OBJECTIVE ->
Rewrite these lines with every "hanging flag" swapped for "banner" and nothing else changed. Omit the pictures from your output.
::::
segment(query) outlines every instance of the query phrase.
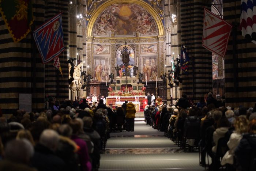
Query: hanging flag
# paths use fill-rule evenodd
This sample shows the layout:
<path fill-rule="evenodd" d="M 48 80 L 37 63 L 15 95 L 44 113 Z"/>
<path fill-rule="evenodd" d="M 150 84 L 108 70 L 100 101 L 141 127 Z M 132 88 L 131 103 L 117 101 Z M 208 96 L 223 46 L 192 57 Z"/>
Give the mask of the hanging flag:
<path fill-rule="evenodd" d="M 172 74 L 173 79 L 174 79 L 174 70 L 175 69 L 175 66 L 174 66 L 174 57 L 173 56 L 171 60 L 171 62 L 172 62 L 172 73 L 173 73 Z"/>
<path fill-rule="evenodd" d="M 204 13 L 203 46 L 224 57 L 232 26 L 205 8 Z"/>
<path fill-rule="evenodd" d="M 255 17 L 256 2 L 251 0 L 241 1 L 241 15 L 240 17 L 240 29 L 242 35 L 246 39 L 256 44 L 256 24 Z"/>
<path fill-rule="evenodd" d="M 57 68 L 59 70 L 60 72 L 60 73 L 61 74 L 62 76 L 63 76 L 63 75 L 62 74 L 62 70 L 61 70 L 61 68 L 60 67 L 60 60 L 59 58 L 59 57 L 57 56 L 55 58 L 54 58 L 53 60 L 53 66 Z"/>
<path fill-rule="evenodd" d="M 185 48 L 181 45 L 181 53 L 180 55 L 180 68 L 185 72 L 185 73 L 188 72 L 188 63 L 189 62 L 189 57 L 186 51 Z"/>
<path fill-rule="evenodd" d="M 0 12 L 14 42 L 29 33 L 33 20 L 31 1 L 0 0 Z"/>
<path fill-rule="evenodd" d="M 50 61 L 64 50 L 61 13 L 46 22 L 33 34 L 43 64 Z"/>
::::
RESPONSE TO THE TASK ->
segment(query) outlines every instance of the query phrase.
Query: banner
# paths use fill-rule evenodd
This sample shows the layout:
<path fill-rule="evenodd" d="M 48 80 L 37 63 L 15 95 L 44 113 Z"/>
<path fill-rule="evenodd" d="M 150 84 L 108 70 L 100 101 L 141 127 Z M 132 88 L 131 103 L 117 101 Z M 208 96 L 223 46 L 192 57 Z"/>
Give the mask of the banner:
<path fill-rule="evenodd" d="M 172 74 L 173 79 L 174 79 L 174 70 L 175 69 L 175 66 L 174 66 L 174 57 L 173 56 L 171 60 L 171 62 L 172 62 L 172 73 L 173 73 Z"/>
<path fill-rule="evenodd" d="M 204 13 L 203 46 L 224 57 L 232 26 L 205 8 Z"/>
<path fill-rule="evenodd" d="M 255 17 L 256 2 L 251 0 L 241 1 L 241 15 L 240 17 L 240 29 L 242 35 L 246 39 L 256 44 L 256 24 Z"/>
<path fill-rule="evenodd" d="M 57 68 L 59 70 L 60 72 L 60 73 L 61 74 L 62 76 L 63 76 L 63 75 L 62 74 L 62 70 L 61 70 L 61 68 L 60 67 L 60 60 L 59 58 L 59 57 L 57 56 L 55 58 L 54 58 L 53 60 L 53 66 Z"/>
<path fill-rule="evenodd" d="M 185 48 L 181 45 L 181 53 L 180 55 L 180 68 L 185 72 L 185 73 L 188 72 L 188 63 L 189 62 L 189 57 L 186 51 Z"/>
<path fill-rule="evenodd" d="M 0 12 L 14 42 L 29 33 L 33 20 L 31 1 L 0 0 Z"/>
<path fill-rule="evenodd" d="M 50 61 L 64 50 L 61 13 L 46 22 L 33 34 L 43 64 Z"/>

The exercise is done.